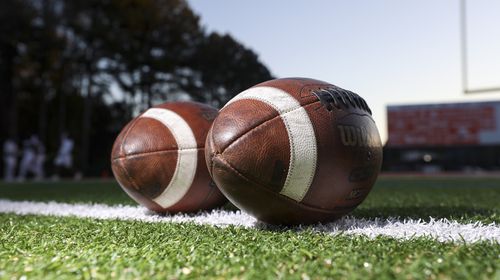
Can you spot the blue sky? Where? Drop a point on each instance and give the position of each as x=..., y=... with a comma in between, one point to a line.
x=388, y=51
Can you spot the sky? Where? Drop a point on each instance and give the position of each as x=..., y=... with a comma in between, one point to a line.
x=388, y=51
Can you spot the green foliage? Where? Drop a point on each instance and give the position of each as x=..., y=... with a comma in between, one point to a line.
x=59, y=61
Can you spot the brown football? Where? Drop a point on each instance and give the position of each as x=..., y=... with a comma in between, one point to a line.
x=159, y=160
x=295, y=151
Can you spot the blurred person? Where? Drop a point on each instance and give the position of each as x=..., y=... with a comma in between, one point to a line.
x=10, y=159
x=64, y=158
x=28, y=160
x=40, y=156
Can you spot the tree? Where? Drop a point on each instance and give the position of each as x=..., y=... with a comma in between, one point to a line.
x=225, y=68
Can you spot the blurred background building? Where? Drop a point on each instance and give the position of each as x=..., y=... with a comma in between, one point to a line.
x=443, y=137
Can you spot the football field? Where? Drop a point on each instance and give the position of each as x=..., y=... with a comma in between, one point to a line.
x=408, y=227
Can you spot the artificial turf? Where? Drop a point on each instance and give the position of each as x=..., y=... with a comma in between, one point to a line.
x=44, y=247
x=66, y=248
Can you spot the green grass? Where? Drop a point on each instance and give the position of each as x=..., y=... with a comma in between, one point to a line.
x=43, y=247
x=67, y=248
x=462, y=199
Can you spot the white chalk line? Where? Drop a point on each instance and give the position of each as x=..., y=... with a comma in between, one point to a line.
x=442, y=230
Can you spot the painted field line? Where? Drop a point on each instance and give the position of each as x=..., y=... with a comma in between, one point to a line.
x=442, y=230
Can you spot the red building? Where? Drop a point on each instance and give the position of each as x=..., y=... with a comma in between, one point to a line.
x=453, y=136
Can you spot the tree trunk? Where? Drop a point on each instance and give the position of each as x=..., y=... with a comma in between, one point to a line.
x=87, y=117
x=7, y=93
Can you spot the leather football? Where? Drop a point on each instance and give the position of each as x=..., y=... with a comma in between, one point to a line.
x=159, y=160
x=295, y=151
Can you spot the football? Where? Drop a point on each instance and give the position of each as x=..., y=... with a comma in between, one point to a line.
x=159, y=160
x=295, y=151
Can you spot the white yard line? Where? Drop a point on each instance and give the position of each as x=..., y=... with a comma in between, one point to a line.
x=443, y=230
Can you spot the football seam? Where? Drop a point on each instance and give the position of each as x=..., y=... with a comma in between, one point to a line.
x=155, y=152
x=122, y=149
x=131, y=179
x=300, y=204
x=264, y=122
x=261, y=126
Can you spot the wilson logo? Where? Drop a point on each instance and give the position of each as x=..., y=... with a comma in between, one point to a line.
x=356, y=136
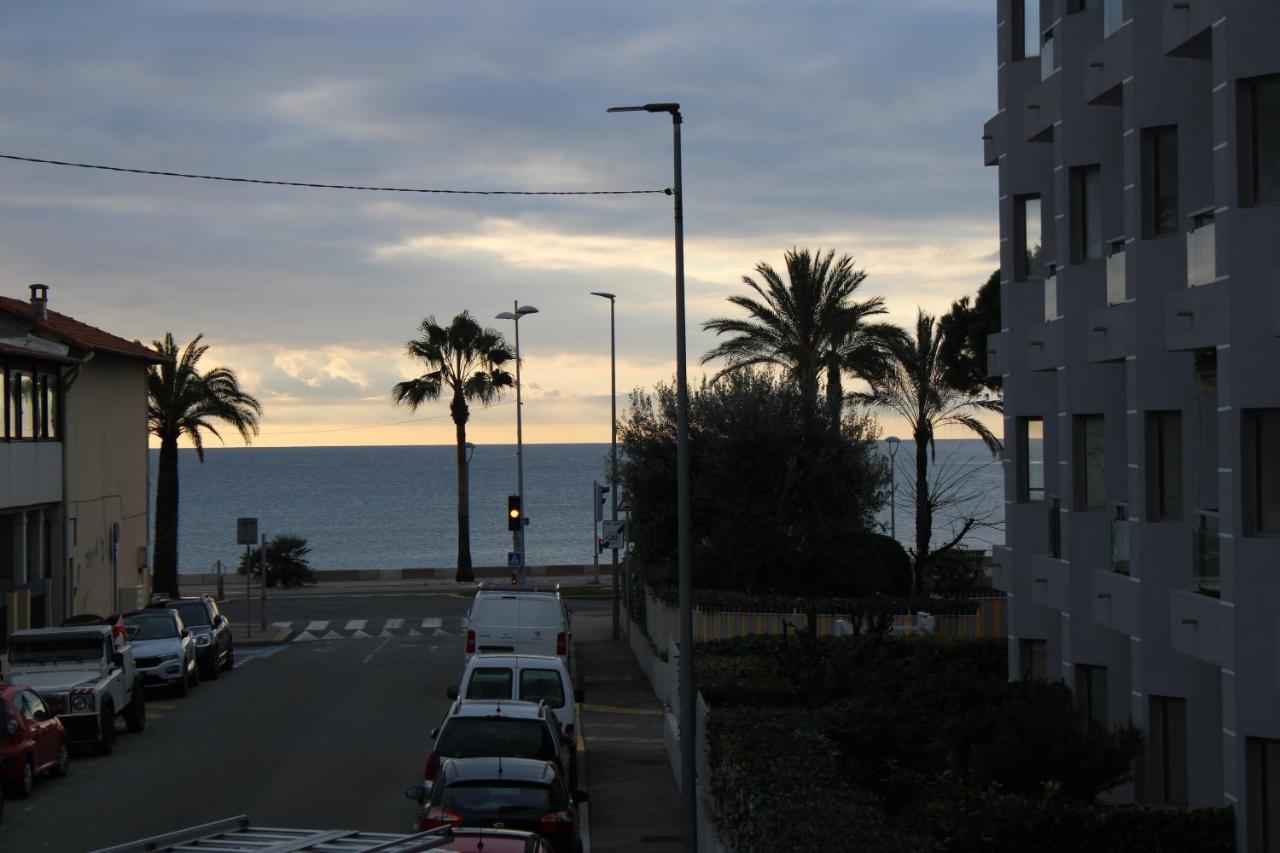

....

Your objective: Would you please transcribe the listing in full, exactly, while omitting the images?

The answer:
Can you spot the blue sky? Where? Drop a point on each instance and give the position of each as x=..., y=... with a comma in between, one point to a line.
x=388, y=51
Can you spot the sky? Where? Drop a point on each instance and give the position of each as x=..., y=... with a comma in between, one point to a line.
x=388, y=51
Can you spot the green foliage? Where? Drop a point on each instance and give the position of each as x=..., y=... with a comma in between, one point to a line.
x=59, y=61
Can you spot the brown football? Where? Drop a point on each instance and give the position of each as x=..., y=... with a comma in between, one point to a line.
x=159, y=160
x=295, y=151
Can you spot the blurred person? Where? Drop a point on each instance and give the position of each as x=..., y=... with a comma in between, one point to a line.
x=10, y=159
x=64, y=158
x=28, y=160
x=40, y=156
Can you spot the tree? Where? Drop a point on each instance and give the position of each as x=..., y=... with a comma in between, one point to a line.
x=225, y=68
Can you spot the blurred background building? Where? Drop a point on each instance and give the position of each as x=..., y=... with a comma in between, one point to a line.
x=443, y=137
Can you spot the football field? Where? Drop a point on each instance and give the position of each as x=..., y=... with a comma in between, one point to a line.
x=408, y=227
Can you spot the artificial turf? Where? Drop a point on each instance and give the position of each as x=..., y=... with a comma in between, one point to a line.
x=44, y=247
x=66, y=248
Can you spot the green grass? Where? Drop a point on each instance and give the position of each as x=..., y=... with a comma in between, one point to a line.
x=43, y=247
x=67, y=248
x=462, y=199
Can you spot the white chalk line? Where? Drop a point on each instance and give the position of each as x=..., y=... with a comma in between, one point to a line.
x=442, y=230
Can you spot the painted field line? Where? Drop a point on each instance and give the position of each as x=..., y=... with a comma in between, one point to a line.
x=442, y=230
Can you spot the red building? Where? Drop a point on each instance and give the position of each as x=..., y=... with a comma in between, one point to a line.
x=453, y=136
Can you spot the tree trunk? Where? Drop a point on each instance and give the position of each as x=..., y=... with a comma in between, one point to a line.
x=87, y=117
x=7, y=93
Can you spot the leather football? Where? Drop a point on each instance and give the position of each as x=..., y=... with a comma in between, one point to a line.
x=159, y=160
x=295, y=151
Can you spot the football? Where? Drop a point on each instance and give the position of each as x=..., y=... with a comma in between, one point to a line.
x=159, y=160
x=295, y=151
Can you spot the white yard line? Where? Drop a point on each instance and give the position of each as x=..., y=... with a comma in between, one point to a line.
x=443, y=230
Can you spot the football seam? Where? Drop a point on each instance and give the position of each as x=..., y=... with a comma in between, one point to a line.
x=155, y=152
x=122, y=149
x=131, y=179
x=300, y=204
x=264, y=122
x=261, y=126
Can you spot the wilson logo? Where? Drop a point on each instance and give the position of each as x=..., y=... with a comma in between, one point to a line.
x=356, y=136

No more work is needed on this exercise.